**DIRECTIONS FOR THIS TASK**
Every line in the data below that holds "dark" should be found and copied.

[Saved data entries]
- - - - - - -

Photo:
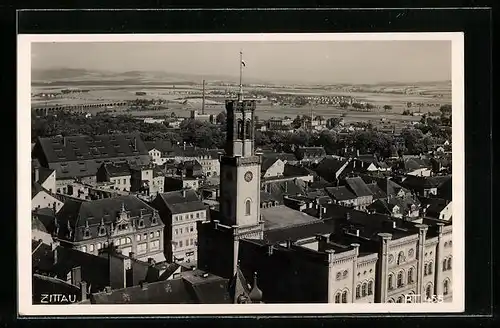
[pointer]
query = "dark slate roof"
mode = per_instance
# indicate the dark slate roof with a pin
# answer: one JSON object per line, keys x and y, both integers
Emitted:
{"x": 340, "y": 193}
{"x": 295, "y": 233}
{"x": 161, "y": 145}
{"x": 358, "y": 186}
{"x": 183, "y": 290}
{"x": 328, "y": 167}
{"x": 80, "y": 213}
{"x": 80, "y": 156}
{"x": 267, "y": 197}
{"x": 49, "y": 285}
{"x": 36, "y": 188}
{"x": 282, "y": 216}
{"x": 416, "y": 182}
{"x": 117, "y": 169}
{"x": 376, "y": 191}
{"x": 267, "y": 162}
{"x": 178, "y": 203}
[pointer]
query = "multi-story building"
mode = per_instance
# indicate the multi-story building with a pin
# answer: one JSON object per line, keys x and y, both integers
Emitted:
{"x": 81, "y": 156}
{"x": 180, "y": 212}
{"x": 118, "y": 174}
{"x": 126, "y": 221}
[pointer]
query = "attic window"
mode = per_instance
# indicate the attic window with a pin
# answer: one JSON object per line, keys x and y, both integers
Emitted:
{"x": 86, "y": 233}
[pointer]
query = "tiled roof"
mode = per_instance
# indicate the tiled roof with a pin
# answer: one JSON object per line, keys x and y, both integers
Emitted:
{"x": 328, "y": 167}
{"x": 358, "y": 186}
{"x": 117, "y": 169}
{"x": 80, "y": 213}
{"x": 182, "y": 201}
{"x": 80, "y": 156}
{"x": 43, "y": 174}
{"x": 376, "y": 191}
{"x": 282, "y": 216}
{"x": 295, "y": 233}
{"x": 183, "y": 290}
{"x": 340, "y": 193}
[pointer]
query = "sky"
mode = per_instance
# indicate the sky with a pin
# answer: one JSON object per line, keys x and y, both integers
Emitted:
{"x": 294, "y": 62}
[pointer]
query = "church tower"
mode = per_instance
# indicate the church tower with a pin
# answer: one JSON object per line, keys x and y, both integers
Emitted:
{"x": 239, "y": 201}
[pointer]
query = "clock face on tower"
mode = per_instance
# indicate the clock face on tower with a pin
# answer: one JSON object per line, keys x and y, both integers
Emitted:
{"x": 248, "y": 176}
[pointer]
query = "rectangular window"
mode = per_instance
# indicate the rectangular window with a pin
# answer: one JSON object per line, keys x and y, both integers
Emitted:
{"x": 154, "y": 245}
{"x": 142, "y": 248}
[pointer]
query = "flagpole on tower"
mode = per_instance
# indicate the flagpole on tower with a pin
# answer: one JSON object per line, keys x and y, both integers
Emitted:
{"x": 240, "y": 92}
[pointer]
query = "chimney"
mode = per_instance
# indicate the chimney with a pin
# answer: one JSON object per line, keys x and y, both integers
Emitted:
{"x": 76, "y": 276}
{"x": 270, "y": 249}
{"x": 36, "y": 174}
{"x": 83, "y": 290}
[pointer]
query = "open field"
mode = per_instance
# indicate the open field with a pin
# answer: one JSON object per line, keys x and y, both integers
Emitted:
{"x": 430, "y": 96}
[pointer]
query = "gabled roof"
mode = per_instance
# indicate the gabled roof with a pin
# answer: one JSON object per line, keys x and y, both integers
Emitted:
{"x": 182, "y": 201}
{"x": 358, "y": 187}
{"x": 329, "y": 167}
{"x": 77, "y": 214}
{"x": 340, "y": 193}
{"x": 190, "y": 288}
{"x": 117, "y": 169}
{"x": 43, "y": 174}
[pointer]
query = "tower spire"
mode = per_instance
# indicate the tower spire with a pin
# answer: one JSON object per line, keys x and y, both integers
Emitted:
{"x": 242, "y": 63}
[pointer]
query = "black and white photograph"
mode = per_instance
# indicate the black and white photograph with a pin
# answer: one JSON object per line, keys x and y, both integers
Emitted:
{"x": 246, "y": 173}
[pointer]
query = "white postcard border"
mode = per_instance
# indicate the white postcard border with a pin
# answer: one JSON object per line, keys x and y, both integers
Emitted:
{"x": 25, "y": 306}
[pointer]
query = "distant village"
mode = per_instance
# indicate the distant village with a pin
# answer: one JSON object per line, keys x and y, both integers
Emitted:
{"x": 117, "y": 219}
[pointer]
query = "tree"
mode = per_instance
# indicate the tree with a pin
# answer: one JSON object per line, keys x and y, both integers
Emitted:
{"x": 332, "y": 122}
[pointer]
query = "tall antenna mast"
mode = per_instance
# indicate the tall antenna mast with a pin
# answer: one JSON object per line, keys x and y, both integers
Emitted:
{"x": 240, "y": 92}
{"x": 203, "y": 100}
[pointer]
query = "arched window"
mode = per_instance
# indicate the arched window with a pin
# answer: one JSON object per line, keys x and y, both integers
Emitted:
{"x": 248, "y": 130}
{"x": 401, "y": 257}
{"x": 247, "y": 207}
{"x": 389, "y": 281}
{"x": 428, "y": 291}
{"x": 370, "y": 287}
{"x": 344, "y": 296}
{"x": 400, "y": 279}
{"x": 446, "y": 287}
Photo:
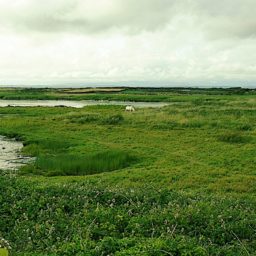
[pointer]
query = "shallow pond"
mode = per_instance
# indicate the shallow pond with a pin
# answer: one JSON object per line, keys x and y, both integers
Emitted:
{"x": 78, "y": 104}
{"x": 10, "y": 157}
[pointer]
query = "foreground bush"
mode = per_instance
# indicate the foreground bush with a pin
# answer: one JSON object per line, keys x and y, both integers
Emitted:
{"x": 89, "y": 219}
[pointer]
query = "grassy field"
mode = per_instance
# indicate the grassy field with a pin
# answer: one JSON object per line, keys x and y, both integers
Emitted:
{"x": 179, "y": 180}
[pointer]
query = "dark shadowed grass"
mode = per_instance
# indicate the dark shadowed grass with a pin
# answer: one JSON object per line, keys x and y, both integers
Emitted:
{"x": 234, "y": 138}
{"x": 83, "y": 164}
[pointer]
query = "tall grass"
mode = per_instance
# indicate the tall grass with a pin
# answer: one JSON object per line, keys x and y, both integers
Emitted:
{"x": 83, "y": 165}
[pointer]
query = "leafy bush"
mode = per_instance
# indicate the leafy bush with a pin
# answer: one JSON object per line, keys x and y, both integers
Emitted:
{"x": 90, "y": 218}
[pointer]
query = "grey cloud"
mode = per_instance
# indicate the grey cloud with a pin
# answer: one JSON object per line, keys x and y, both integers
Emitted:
{"x": 129, "y": 15}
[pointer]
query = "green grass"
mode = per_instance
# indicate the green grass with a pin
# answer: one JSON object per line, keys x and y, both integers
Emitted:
{"x": 80, "y": 165}
{"x": 178, "y": 180}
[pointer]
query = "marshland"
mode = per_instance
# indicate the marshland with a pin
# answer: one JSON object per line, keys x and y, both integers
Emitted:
{"x": 172, "y": 180}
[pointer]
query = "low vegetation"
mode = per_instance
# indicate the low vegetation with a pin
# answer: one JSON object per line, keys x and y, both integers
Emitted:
{"x": 177, "y": 180}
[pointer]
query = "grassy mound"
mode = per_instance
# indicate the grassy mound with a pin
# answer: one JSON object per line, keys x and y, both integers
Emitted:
{"x": 66, "y": 164}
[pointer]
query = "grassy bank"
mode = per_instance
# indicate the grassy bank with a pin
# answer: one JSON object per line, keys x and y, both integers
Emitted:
{"x": 179, "y": 180}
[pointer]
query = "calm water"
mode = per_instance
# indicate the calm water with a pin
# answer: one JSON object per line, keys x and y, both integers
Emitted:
{"x": 10, "y": 158}
{"x": 77, "y": 104}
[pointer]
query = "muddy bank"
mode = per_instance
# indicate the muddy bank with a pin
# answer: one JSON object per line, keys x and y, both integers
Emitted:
{"x": 10, "y": 157}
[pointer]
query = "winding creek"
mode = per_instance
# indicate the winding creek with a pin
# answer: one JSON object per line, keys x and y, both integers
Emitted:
{"x": 77, "y": 104}
{"x": 10, "y": 156}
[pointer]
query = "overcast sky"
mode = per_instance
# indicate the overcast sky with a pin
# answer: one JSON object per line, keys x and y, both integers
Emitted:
{"x": 154, "y": 42}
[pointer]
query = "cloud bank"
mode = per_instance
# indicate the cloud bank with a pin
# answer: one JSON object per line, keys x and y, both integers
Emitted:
{"x": 166, "y": 41}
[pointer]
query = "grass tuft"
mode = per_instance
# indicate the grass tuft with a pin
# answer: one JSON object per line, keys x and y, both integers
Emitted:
{"x": 82, "y": 164}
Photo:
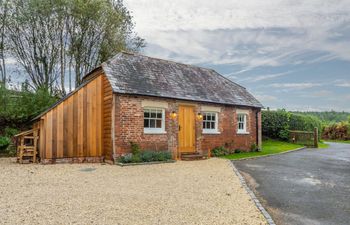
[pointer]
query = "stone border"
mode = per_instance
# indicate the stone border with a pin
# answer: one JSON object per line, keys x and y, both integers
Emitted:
{"x": 252, "y": 196}
{"x": 144, "y": 163}
{"x": 262, "y": 156}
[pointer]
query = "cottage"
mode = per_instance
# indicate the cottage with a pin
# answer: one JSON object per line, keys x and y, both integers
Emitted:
{"x": 159, "y": 104}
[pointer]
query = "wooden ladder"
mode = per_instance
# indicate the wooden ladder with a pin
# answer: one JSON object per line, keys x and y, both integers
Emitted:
{"x": 27, "y": 147}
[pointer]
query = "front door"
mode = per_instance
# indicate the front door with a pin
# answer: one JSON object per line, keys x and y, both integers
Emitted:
{"x": 186, "y": 129}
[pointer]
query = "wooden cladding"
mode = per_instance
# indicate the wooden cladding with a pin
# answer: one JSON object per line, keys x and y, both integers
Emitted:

- - - - - - -

**REPLY**
query = "dark slate roof"
# indicate the dark slate roof with a pin
query = "dark shadowed grass"
# indicate the dark shadowed grass with a pin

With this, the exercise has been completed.